■ Task directions
Reproduce the data below line for line, changing nothing.

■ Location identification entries
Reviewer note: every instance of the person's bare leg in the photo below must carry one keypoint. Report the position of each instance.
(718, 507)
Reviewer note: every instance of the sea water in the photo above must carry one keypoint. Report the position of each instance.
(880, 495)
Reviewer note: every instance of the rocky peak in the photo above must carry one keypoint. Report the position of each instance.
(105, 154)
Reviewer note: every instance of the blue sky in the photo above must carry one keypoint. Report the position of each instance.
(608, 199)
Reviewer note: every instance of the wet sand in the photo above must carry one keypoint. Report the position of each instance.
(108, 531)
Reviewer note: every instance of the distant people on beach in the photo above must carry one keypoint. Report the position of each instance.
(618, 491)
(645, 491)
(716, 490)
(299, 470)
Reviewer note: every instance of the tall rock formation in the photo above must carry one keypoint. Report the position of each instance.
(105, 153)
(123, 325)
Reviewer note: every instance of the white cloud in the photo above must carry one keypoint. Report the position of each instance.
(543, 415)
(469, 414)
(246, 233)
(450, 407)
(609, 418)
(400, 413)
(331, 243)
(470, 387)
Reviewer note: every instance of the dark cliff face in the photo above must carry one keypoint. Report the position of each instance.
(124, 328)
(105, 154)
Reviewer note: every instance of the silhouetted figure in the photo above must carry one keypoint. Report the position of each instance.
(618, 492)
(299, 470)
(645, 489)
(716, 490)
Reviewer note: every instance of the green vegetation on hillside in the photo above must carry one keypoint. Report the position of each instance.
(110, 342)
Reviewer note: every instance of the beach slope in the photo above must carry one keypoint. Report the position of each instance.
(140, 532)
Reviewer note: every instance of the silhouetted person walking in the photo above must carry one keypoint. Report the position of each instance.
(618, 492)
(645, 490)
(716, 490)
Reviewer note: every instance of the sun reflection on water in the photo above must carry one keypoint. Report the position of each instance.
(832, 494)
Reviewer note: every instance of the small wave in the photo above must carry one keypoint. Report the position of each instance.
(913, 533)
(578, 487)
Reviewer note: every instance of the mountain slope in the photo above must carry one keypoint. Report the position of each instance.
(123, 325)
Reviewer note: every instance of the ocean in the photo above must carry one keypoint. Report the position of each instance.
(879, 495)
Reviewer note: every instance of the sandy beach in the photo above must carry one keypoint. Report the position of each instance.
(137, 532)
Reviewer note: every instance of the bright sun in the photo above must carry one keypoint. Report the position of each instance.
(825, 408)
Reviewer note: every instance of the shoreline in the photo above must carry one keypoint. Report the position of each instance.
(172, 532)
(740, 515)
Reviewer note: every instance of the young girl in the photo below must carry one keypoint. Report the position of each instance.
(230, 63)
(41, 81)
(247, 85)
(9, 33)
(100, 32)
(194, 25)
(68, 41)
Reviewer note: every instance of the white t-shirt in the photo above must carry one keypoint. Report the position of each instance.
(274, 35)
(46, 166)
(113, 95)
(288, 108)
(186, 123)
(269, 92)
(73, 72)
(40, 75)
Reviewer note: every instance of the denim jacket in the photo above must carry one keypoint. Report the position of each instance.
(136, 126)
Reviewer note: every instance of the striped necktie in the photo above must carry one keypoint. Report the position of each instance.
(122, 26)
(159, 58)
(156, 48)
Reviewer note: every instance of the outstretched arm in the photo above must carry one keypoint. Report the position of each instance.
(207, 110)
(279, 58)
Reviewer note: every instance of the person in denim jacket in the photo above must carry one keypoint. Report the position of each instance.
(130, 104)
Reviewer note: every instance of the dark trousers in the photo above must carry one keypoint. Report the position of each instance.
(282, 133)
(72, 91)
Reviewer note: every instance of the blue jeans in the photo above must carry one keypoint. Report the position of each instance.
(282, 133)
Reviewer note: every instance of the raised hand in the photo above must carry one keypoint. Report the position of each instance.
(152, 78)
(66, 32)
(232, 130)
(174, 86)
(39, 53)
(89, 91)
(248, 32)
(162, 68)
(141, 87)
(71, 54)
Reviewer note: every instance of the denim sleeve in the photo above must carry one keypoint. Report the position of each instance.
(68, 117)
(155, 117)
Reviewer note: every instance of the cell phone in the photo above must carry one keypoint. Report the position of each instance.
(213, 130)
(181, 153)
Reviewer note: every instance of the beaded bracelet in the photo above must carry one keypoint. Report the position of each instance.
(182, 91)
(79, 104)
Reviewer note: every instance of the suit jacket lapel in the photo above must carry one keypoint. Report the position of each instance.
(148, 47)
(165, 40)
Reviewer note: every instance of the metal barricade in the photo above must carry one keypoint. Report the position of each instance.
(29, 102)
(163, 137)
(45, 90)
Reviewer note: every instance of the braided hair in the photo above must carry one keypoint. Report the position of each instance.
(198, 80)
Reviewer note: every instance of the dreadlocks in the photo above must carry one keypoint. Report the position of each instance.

■ Result of this task
Reviewer note: every instance of the person's bare leg in the photo below must carry one keypoint. Report the position of each instance.
(718, 507)
Reviewer note: every instance of the sea water in the photo above must carry one keypoint. Report the position of each instance.
(880, 495)
Reviewer note: every instance of the rocky peak in the photo above must carry one keypoint. Report the position of each instance.
(105, 154)
Reviewer note: every instance of the blue sky in the photo above must carry one keypoint. Report the position of each instance.
(608, 199)
Reviewer note: every instance of the wet sand in the photo above must carry one keypoint. Report the position of each instance.
(108, 531)
Reviewer note: every instance of the distant people on beach in the photo above must carry one keypoint. Report the position of each instance.
(618, 491)
(645, 491)
(716, 490)
(299, 470)
Reviewer note: every instance of the tall rock formation in the photo above must carry one keypoint. Report the position of each instance.
(105, 153)
(123, 325)
Reviewer note: every instance of the white cloud in the photo above must carry one keypoint. Report the position of each instance.
(543, 415)
(469, 414)
(246, 233)
(450, 407)
(609, 418)
(400, 413)
(331, 243)
(470, 387)
Reviewer note: every instance of the dark cliff face in the photo above must carry one keypoint. Report the position of each instance.
(124, 328)
(105, 154)
Reviewer note: every instance of the silhouetted figure in the photo above must carry one keypoint. Report the position of each instance.
(618, 492)
(299, 470)
(645, 489)
(716, 490)
Reviewer note: every instance of the green vegetation on hillside in the photo above must carry one keypoint. Report the position of each instance.
(110, 342)
Reviewer note: every instance of the beach slope in the photo above must carry one keypoint. Report the position of each instance.
(140, 532)
Reviewer note: every instance of the silhouetted person walking in the photo above must carry one keypoint. Report the position of each instance.
(618, 492)
(645, 490)
(716, 490)
Reviewer note: every instance of the sun reflection on water in the photo above must carry one keypoint. Report the position of each instance.
(832, 494)
Reviewer note: every instance of the small wave in the photo above must carry one keypoint. Report the position of each instance.
(913, 533)
(578, 487)
Reviewer note: every instance of the mountain slope in the photo above must carry one keypoint. Report the position of each instance.
(123, 325)
Reviewer note: every instance of the ocean in the photo above must carry one keypoint. Report the position of each instance.
(879, 495)
Reviewer note: every instance of the sandy beach in the photo above must carry one keypoint. Report the position of each instance.
(137, 532)
Reviewer note: every instance of the bright sun in the photo above must carry one keypoint. Report the position of each instance.
(825, 408)
Reviewer note: every instance of the shoreline in the photo above must carry one keypoint. Report the position of each instance.
(172, 532)
(740, 515)
Reviewer note: every instance of the young girl in the photo below must carry one keypoint. Report the position of each instance.
(230, 63)
(41, 81)
(247, 85)
(9, 33)
(100, 32)
(194, 25)
(68, 41)
Reviewer note: every instance of the white t-shirt in the photo above must carry one keypoint. Report the position of each instance.
(274, 35)
(46, 166)
(113, 95)
(288, 108)
(186, 123)
(269, 92)
(73, 72)
(40, 75)
Reviewer note: every instance of the denim jacket in the photo above must carry one keypoint. Report the position of each instance.
(136, 126)
Reviewer note: every instance of the striped necktie in the photo above must carry one keypoint. Report the position of each instance.
(122, 26)
(159, 58)
(156, 48)
Reviewer note: every instance of the outstretched arm in the photo above must carry one keypoint. Report the position of each instance.
(207, 110)
(279, 58)
Reviewer note: every instance of the person in denim jacket in the photo above must carry one keypoint. Report the position of each instance.
(130, 104)
Reviewer note: every instance of the dark trousers in the photo above must carry one keypoint. Report the position of each instance.
(282, 133)
(72, 91)
Reviewer note: every instance of the blue jeans in the photo above must carry one keypoint. Report the position of each instance.
(282, 133)
Reviewer note: every instance of the raised hand in the photo above must carry one keypoint. Report the position of each instance.
(152, 78)
(66, 32)
(232, 130)
(174, 86)
(39, 53)
(89, 91)
(248, 32)
(162, 68)
(141, 87)
(71, 54)
Reviewer note: every instance of the denim sleeve in the photo above must carry one keypoint. Report the position of each instance.
(68, 117)
(155, 117)
Reviewer note: every instance of the cell phone in the photo above must carry one keypoint. Report the position of each instance.
(213, 130)
(181, 153)
Reviewer note: every instance of the beaded bracelet in the photo above must carry one keypoint. Report the position of each instance.
(182, 91)
(79, 104)
Reviewer note: every instance of the suit jacket lapel in the photo above must carry one keypoint. Report the position of each instance.
(148, 47)
(165, 40)
Reviewer note: every instance of the metal barricade in the photo above must carry one keypoint. Report the position of each instance.
(29, 102)
(163, 137)
(45, 90)
Reviewer note: every instance of the braided hair in the photo above must carry one keypoint. Report the position of each instance.
(198, 80)
Reviewer note: every instance of the dreadlocks in the photo above must carry one keypoint. Report the position of each instance.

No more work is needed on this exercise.